* _Task material_:
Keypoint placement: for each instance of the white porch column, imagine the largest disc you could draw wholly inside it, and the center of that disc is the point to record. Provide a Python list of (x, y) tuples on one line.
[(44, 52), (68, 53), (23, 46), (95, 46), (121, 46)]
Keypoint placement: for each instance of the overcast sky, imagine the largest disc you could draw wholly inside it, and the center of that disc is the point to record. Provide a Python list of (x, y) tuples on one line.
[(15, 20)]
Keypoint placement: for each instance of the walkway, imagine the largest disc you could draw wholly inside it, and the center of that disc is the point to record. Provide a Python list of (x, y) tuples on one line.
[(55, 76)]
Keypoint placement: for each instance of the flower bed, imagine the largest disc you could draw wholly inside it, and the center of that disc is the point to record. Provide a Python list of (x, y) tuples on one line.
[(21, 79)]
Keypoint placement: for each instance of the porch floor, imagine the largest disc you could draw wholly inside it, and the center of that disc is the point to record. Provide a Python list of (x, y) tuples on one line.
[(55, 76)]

* _Exercise aim_: Extract each entry in full, exactly as given.

* _Reply to the exercise_:
Keypoint placement: for each instance of the white porch column, imagine the largest disc you could draw wholly inside it, and the center of that disc is the point to record. Provide a Python list of (x, y) tuples on one line.
[(44, 52), (68, 53), (23, 46), (95, 46), (121, 46)]
Keypoint placement: for each instance of the overcast sky, imagine the largest disc you could draw wholly inside it, and the center of that disc is the point to record. Provide a Python list of (x, y) tuples on one line.
[(15, 20)]
Keypoint placement: for each instance of the walkway, imagine the largest disc you could draw wholly inside it, and the center of that disc is the point to record. Provide a Python list of (x, y) tuples on one line.
[(55, 76)]
Keypoint placement: for each instance of the flower bed, imagine the largest disc you could draw wholly inside it, and the center of that disc is the point to record. Provide a Python list of (x, y) tuples on one line.
[(21, 79)]
Keypoint placement: for each instance of the porch floor, imagine the largest disc you could draw wholly inside it, and the center of that disc is the point to record. Provide a Python list of (x, y) tuples on one line.
[(55, 76)]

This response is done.